PAGE EXCERPT »
Chapter 1. SQL Crash Course
This short chapter is intended to quickly get you up to speed on basic SQL terminology and concepts.
What Is a Database?
Let’s start with the basics. A database is a place to store data in an organized way. There are many ways to organize data, and as a result, there are many databases to choose from. The two categories that databases fall into are SQL and NoSQL.
SQL
SQL is short for Structured Query Language. Imagine you have an app that remembers all of your friend’s birthdays. SQL is the most popular language you would use to talk to that app.
- English
-
“Hey app. When is my husband’s birthday?”
- SQL
-
SELECT * FROM birthdays WHERE person = 'husband';
SQL databases are often called relational databases because they are made up of relations, which are more commonly referred to as tables. Many tables connected to each other make up a database. Figure 1-1 shows a picture of a relation in a SQL database.
The main thing to note about SQL databases is that they require predefined schemas. You can think of a schema as the way that data in a database is organized or structured. Let’s say you’d like to create a table. Before loading any data into the table, the structure of the table must first be decided on, including things like what columns are in the table, whether those columns hold integer or decimal values, etc.

GOAL 1 »
From the SQL crash course text, reproduce the passage that begins at the words "Let’s start with" and stops after "a SQL database.".
GOAL 2 »
Take the SQL crash course chapter further, picking up right after its last sentence about deciding a table's structure before loading data.
The rows that follow are not needed for anything here.

INFORMATION SHOWN »
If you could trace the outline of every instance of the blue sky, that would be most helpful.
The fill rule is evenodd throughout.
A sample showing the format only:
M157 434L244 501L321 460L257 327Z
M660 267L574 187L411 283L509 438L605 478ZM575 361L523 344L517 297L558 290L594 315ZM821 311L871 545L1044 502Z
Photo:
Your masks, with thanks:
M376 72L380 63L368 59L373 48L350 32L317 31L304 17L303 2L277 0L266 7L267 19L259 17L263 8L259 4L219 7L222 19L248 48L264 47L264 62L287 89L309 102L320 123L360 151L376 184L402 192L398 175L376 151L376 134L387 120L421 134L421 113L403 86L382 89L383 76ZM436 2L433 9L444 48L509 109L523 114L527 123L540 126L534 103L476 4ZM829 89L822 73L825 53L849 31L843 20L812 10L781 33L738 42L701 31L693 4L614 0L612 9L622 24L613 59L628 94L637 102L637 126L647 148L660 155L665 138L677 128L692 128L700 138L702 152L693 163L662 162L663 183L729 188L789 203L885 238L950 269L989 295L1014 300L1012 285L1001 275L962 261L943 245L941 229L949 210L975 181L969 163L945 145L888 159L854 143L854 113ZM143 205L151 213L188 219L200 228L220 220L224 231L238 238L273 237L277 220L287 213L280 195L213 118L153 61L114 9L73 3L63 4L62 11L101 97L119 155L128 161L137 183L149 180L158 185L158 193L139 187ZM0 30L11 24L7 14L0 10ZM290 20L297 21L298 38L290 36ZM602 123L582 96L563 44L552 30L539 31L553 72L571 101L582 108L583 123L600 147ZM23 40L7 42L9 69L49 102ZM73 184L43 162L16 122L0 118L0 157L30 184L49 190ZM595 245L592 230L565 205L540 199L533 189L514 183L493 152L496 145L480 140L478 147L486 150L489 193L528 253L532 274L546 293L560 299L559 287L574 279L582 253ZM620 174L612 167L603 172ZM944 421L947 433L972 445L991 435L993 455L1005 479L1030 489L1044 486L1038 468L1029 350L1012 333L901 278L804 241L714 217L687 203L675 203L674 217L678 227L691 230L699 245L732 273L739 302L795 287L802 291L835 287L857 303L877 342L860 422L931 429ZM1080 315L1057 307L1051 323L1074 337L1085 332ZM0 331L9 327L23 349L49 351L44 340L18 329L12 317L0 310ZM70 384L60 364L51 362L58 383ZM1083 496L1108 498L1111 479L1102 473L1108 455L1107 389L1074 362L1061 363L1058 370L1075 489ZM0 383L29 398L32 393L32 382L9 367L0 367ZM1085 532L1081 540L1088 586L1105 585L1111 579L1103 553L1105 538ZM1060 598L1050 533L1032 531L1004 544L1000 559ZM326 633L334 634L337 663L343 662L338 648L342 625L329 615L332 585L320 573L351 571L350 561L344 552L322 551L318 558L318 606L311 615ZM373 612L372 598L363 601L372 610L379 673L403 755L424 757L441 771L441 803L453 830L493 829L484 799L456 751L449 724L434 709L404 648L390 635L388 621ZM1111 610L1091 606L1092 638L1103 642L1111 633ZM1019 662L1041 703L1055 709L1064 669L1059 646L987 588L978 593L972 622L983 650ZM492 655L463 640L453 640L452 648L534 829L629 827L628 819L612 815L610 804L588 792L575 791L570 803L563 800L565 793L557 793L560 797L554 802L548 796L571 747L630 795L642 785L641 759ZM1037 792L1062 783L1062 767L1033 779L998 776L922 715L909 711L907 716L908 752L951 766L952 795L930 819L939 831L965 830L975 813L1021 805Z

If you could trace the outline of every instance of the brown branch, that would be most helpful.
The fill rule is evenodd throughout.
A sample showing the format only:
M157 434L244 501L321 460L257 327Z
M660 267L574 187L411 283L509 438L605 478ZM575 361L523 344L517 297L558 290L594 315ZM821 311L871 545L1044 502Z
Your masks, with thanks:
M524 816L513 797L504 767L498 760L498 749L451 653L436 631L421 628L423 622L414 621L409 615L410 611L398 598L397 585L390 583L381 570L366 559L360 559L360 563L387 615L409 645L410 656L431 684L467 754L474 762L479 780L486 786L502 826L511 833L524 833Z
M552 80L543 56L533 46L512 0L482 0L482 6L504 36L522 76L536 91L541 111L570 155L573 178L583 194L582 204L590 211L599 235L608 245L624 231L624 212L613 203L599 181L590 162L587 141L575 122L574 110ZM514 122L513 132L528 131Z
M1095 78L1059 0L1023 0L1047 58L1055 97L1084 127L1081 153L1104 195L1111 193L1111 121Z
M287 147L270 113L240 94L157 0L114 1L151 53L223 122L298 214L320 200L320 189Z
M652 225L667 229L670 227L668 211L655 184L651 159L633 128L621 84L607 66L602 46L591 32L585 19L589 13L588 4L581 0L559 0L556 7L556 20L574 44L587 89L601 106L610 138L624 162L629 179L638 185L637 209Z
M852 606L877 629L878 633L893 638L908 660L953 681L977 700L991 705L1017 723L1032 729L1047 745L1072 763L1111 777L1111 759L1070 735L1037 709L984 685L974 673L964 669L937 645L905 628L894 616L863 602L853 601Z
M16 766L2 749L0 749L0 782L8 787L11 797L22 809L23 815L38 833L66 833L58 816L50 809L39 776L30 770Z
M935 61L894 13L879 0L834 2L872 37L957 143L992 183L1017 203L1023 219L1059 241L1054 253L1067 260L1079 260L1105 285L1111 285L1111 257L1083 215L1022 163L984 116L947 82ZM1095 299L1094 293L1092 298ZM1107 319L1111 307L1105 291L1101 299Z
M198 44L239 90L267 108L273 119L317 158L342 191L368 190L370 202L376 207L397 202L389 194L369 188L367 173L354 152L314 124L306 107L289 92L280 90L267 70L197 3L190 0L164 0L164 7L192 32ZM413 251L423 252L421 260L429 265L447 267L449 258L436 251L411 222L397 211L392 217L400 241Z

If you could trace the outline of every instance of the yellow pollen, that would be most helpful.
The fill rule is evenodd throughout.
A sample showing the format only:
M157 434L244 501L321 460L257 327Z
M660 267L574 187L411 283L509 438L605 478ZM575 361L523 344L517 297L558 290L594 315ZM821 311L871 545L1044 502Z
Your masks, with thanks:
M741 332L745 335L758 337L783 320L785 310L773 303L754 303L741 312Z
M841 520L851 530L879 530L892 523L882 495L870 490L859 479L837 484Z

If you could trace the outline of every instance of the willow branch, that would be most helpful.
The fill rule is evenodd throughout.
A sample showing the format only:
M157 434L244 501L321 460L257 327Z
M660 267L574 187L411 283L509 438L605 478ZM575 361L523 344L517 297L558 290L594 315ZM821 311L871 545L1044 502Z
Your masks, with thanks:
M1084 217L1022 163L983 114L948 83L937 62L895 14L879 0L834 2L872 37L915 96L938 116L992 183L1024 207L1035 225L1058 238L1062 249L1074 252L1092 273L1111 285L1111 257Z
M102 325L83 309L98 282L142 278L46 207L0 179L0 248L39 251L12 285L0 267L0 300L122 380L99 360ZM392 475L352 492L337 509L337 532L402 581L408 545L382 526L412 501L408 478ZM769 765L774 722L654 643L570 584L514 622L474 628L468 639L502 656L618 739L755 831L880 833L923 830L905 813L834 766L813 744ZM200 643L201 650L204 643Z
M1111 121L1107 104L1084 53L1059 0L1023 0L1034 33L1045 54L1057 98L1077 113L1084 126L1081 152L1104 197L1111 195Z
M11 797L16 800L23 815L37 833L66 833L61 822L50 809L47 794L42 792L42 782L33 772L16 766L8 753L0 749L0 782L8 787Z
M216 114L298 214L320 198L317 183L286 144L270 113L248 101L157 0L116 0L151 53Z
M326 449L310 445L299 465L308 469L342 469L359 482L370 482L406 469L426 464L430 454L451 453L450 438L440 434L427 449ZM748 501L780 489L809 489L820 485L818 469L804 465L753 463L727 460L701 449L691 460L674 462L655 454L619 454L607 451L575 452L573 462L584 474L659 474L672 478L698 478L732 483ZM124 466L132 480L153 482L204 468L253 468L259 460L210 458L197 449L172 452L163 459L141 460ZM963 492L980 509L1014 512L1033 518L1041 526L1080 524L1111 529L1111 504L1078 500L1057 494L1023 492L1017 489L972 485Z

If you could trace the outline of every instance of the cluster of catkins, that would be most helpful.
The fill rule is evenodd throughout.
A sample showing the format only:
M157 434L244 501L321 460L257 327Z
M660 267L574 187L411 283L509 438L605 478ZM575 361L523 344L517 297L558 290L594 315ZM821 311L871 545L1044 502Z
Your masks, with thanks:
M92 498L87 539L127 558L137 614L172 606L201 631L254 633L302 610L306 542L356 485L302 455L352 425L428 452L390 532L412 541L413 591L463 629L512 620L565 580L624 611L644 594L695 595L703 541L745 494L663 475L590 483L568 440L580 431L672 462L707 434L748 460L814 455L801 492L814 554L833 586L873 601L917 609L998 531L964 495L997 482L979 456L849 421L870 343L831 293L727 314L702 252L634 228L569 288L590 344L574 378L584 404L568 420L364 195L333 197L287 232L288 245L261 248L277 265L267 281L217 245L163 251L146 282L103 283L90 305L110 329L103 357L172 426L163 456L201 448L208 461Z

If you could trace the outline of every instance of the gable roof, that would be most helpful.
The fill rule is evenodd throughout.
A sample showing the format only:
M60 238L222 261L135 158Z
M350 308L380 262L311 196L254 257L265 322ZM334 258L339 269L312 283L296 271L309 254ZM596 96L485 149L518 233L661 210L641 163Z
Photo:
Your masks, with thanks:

REPLY 1 »
Let’s start with the basics. A database is a place to store data in an organized way. There are many ways to organize data, and as a result, there are many databases to choose from. The two categories that databases fall into are SQL and NoSQL.
SQL
SQL is short for Structured Query Language. Imagine you have an app that remembers all of your friend’s birthdays. SQL is the most popular language you would use to talk to that app.
- English
-
“Hey app. When is my husband’s birthday?”
- SQL
-
SELECT * FROM birthdays WHERE person = 'husband';
SQL databases are often called relational databases because they are made up of relations, which are more commonly referred to as tables. Many tables connected to each other make up a database. Figure 1-1 shows a picture of a relation in a SQL database.

REPLY 2 »
There comes a time, though, when data cannot be organized in such a structured way. Your data may have varying fields or you may need a more effective way of storing and accessing a large amount of data. That’s where NoSQL comes in.
NoSQL
NoSQL stands for not only SQL. It will not be covered in detail in this book, but I wanted to point it out because the term has grown a lot in popularity since the 2010s and it’s important to understand there are ways to store data beyond just tables.
NoSQL databases are often referred to as non-relational databases, and they come in all shapes and sizes. Their main characteristics are that they have dynamic schemas (meaning the schema doesn’t have to be locked in up front) and they allow for horizontal scaling (meaning the data can spread across multiple machines).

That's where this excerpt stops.